→ **Passage to read**
· · · · · · ·

CyclingHCI: A CHI 2024 Workshop
Learning from Cycling: Discovering Lessons Learned from CyclingHCI
Position papers are now here.
Cycling is a trending activity of sustainable mobility, rehabilitation, and leisure. This workshop aims to collect and discuss the lessons learned from Cycling Human-Computer Interaction (CyclingHCI). For this, we will gather researchers and experts in the field to discuss what we learned from designing, building, and evaluating CyclingHCI systems. We will start the workshop with three lessons learned from CyclingHCI defined by the organizers and their experience in the field, which include (1) a lack of theories, tools, and perspectives, (2) knowledge about designing for safety and inclusive cycling, and (3) evaluation methods and environments. Taken together, with this work, we aim to, ultimately, promote the use of interactive technology to get more people cycling, profiting from the many associated benefits.
This workshop is a follow-up to the Cycling@CHI workshop held in 2021, which gathered over 35 online participants. For this version, we aim to collect, discuss and explore the grand challenges of cycling in HCI. The workshop will achieve this goal through discussions and presentations of workshop attendees during indoor and outdoor sessions. While many challenges of cycling in HCI are going to be contributed by the attendees with their workshop proposals, we defined some of them to create the core of the workshop:
- A lack of theories, tools, and perspectives for developing and designing technologies for cycling.
- Limited knowledge about designing for inclusive cycling, e.g., elderly, children, people with disabilities.

· · · · · · ·

→ **Provided data**

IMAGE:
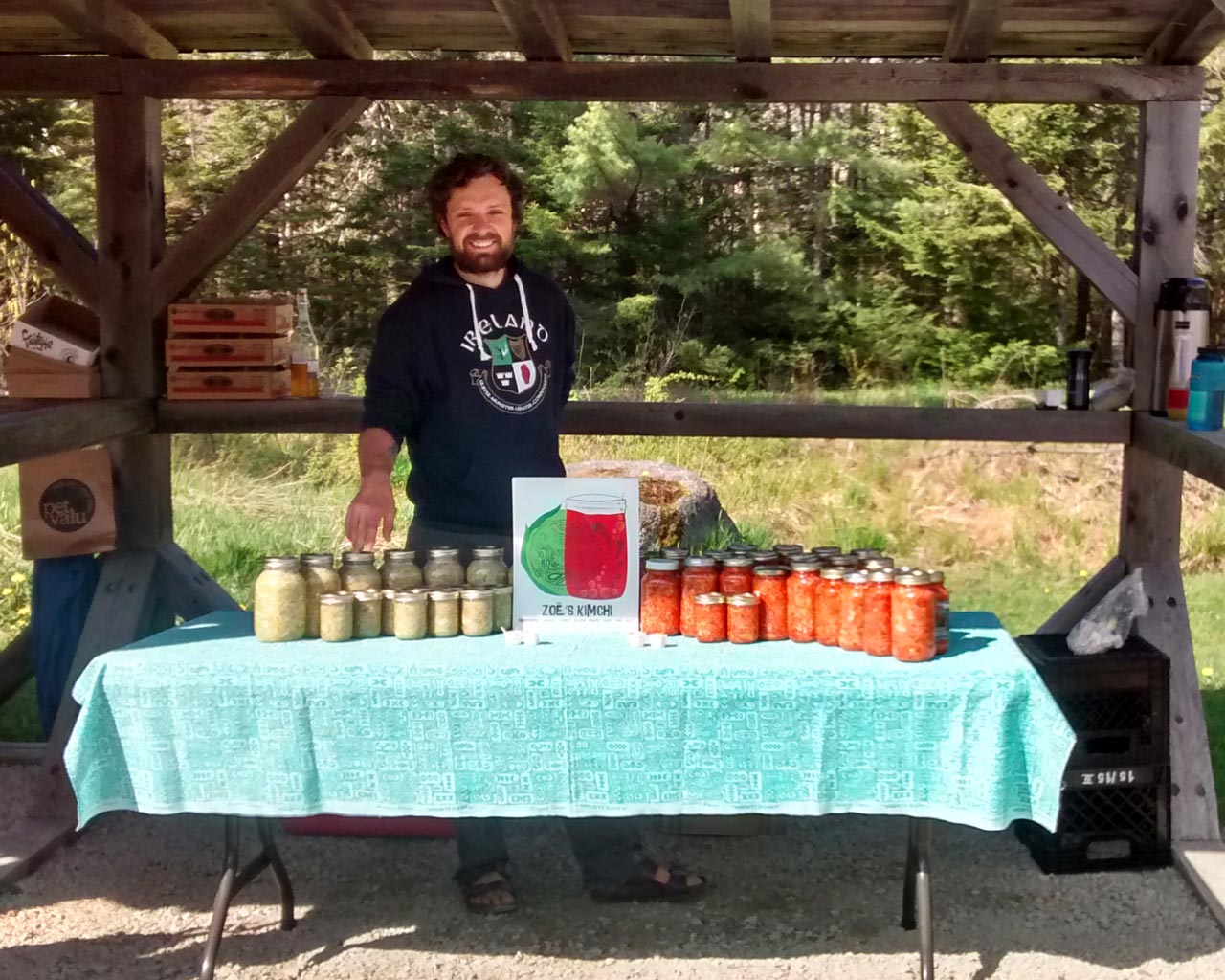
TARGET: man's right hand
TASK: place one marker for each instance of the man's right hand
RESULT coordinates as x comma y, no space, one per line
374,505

· · · · · · ·

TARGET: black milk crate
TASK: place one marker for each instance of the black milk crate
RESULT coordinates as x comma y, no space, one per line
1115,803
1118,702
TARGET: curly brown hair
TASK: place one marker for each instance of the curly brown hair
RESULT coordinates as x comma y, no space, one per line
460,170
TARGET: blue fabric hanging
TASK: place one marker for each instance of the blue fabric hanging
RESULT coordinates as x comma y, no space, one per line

· · · · · · ·

→ **Task description**
Return the passage of the CyclingHCI workshop text between "This workshop is" and "people with disabilities.", inclusive, copied word for word.

→ **Response for this exercise**
This workshop is a follow-up to the Cycling@CHI workshop held in 2021, which gathered over 35 online participants. For this version, we aim to collect, discuss and explore the grand challenges of cycling in HCI. The workshop will achieve this goal through discussions and presentations of workshop attendees during indoor and outdoor sessions. While many challenges of cycling in HCI are going to be contributed by the attendees with their workshop proposals, we defined some of them to create the core of the workshop:
- A lack of theories, tools, and perspectives for developing and designing technologies for cycling.
- Limited knowledge about designing for inclusive cycling, e.g., elderly, children, people with disabilities.